Source document —
-- Opening Marker --

This does complicate the matter a bit.

Now the external pressure tries to expand the Cylinder and the escaping ags tries to contract it.

Of course my guess (wild one ) is that it will expand.

- As it expands the pressure will release and then the flow reduces and the expanding force reduces. Assuming zero friction between the cylinders, and assuming the density of the cylinder material is more than that of air, the expansion continues till pressure equalisation, but then as the pressure differential goes down, flow reduces, and back force reduces.

Interesting, will try to mathematically formulate, but the result seem to be expansion.

Not sure whether the thought is worded - find a bit difficult some time.

With your kind permission Jorrie, let me add my understanding to make the picture clearer:

The joint beween two cylinders are frictionless and leakless. (This is the assumption, though may not be possible practically)

Hi gsuhas, yes you can assume an 'ideal system', if you want to. To make the exercise more interesting, also assume a very long telescope.

-J

Very interesting question:

I am also not sure, as you are not. But logically let me put what I think:

In second case... due to pressure differential, telescope will try to extend. At the same time, due to roket action, of individual sections, it will try to contract. Winning action will depend up on the pressure differential.

In third case, opposite will happen. Due to pressure differential, telescope will try to collapse and due to rocket action, telescope will try to extend.

Actually, we should try it physically to confirm our understandings.

Great question (as usual). Momentum always wins - details to follow tonight (It's morning in the Northern Hemisphere).

-- Closing Marker --

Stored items
-- Opening Marker --

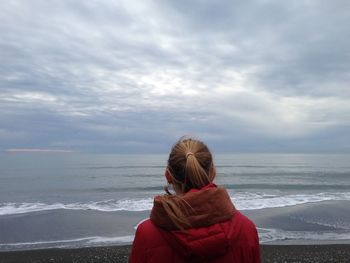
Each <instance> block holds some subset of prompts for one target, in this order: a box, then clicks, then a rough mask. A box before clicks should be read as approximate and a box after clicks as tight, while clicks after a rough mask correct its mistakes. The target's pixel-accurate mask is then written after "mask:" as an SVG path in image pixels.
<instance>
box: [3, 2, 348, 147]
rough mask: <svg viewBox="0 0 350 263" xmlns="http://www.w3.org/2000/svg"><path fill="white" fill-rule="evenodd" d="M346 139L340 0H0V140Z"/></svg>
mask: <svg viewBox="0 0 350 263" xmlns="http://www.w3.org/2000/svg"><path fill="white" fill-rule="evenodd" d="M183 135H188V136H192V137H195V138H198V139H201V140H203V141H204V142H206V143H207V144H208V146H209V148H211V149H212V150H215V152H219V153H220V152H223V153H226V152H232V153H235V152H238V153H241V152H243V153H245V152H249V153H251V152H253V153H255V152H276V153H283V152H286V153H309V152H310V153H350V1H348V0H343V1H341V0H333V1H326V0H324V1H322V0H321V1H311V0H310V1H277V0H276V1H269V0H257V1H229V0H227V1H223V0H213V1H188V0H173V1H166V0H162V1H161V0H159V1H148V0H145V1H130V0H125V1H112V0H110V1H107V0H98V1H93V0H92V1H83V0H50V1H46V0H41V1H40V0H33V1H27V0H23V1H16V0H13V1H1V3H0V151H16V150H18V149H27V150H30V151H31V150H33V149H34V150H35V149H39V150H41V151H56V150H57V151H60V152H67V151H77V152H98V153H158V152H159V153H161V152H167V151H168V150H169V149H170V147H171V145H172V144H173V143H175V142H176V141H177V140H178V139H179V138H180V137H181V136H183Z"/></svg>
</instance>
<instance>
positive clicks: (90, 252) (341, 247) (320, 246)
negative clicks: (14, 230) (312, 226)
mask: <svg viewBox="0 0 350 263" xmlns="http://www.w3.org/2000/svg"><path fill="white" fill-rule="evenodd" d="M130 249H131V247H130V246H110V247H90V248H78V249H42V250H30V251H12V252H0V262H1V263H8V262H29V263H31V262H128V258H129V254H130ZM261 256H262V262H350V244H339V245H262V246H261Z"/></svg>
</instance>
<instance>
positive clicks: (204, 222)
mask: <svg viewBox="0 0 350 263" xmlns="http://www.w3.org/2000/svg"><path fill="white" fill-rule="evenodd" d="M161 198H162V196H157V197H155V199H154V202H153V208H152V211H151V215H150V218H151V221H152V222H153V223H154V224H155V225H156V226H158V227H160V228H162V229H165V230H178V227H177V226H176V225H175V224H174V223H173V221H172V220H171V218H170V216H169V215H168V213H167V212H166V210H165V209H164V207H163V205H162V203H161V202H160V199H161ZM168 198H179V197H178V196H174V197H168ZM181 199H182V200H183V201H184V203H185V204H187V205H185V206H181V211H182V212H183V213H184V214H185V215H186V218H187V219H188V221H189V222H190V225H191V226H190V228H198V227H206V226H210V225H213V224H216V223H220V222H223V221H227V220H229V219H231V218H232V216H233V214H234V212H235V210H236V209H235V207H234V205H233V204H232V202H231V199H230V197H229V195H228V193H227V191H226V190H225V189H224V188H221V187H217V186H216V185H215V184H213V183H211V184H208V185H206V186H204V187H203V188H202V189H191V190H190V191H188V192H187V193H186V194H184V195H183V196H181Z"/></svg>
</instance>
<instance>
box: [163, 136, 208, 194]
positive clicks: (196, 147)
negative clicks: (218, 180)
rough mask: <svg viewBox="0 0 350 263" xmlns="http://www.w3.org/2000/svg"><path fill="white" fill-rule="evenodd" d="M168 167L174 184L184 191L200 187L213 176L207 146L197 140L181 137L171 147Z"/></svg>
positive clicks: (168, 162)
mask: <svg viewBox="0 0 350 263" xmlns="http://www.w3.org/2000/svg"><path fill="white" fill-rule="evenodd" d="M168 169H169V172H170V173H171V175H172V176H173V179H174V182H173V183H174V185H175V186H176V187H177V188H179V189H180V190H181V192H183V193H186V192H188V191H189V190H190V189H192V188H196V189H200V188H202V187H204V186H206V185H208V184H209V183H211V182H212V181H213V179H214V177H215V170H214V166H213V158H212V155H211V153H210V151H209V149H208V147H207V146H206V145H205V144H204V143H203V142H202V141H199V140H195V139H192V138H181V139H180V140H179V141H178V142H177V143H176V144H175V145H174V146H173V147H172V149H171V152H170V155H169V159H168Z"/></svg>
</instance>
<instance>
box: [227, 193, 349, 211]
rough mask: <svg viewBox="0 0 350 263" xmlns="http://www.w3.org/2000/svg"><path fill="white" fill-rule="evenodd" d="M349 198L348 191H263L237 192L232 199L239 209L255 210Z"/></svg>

-- Closing Marker --

Questions —
1. Summarize the telescoping cylinder discussion in two sentences.
2. In the telescoping cylinder discussion, change the part that opens with the words containing "- As it expands" and closes with "back force reduces.", replacing "zero friction" with "no friction".
3. Write what comes next in the telescoping cylinder discussion, picking up after its final sentence.
None of the stored data is needed.

Answers for the exercise —
1. Posters weigh whether a frictionless, leakless telescoping cylinder will expand or contract when external pressure pushes it outward and escaping gas pushes it inward, and one guesses it will expand until the pressure equalizes. Another argues that the winning action depends on the pressure differential and reverses between the second and third cases, and a final reply insists that momentum always wins.

2.
- As it expands the pressure will release and then the flow reduces and the expanding force reduces. Assuming no friction between the cylinders, and assuming the density of the cylinder material is more than that of air, the expansion continues till pressure equalisation, but then as the pressure differential goes down, flow reduces, and back force reduces.

3.
There is a point which speaks against what you claim for the 2. situation: the 2 parts of the telescopic cylinder are NOT connected to each other and can slide relatively.

If you consider one of them the jet will generate a force F= dM/dt (M= momentum, t=time) in the direction from the out side to the inside, this force will act on the other part of the pair which is opposite to the considered jet and try to extend in same direction as internal pressure. This is valid for both sides.

In the case 3 the jet acts on the outside mass so that it will not have any effect on the cylinders. The movement will be centripetal for both under out side pressure.

The problem is to consider relative and absolute effects.

<...The problem is to consider relative and absolute effects....>

...and, then, whether it is an underdamped, critically damped or an overdamped system in the second case. If the second case is either of the last two it will oscillate. If it is the first, it won't.

Game on!

Hi PWSlack, yes, I guess the game is on!

Apart from many other assumptions one can make, what about the length of the telescopic sections? The following argument gave me a bad headache.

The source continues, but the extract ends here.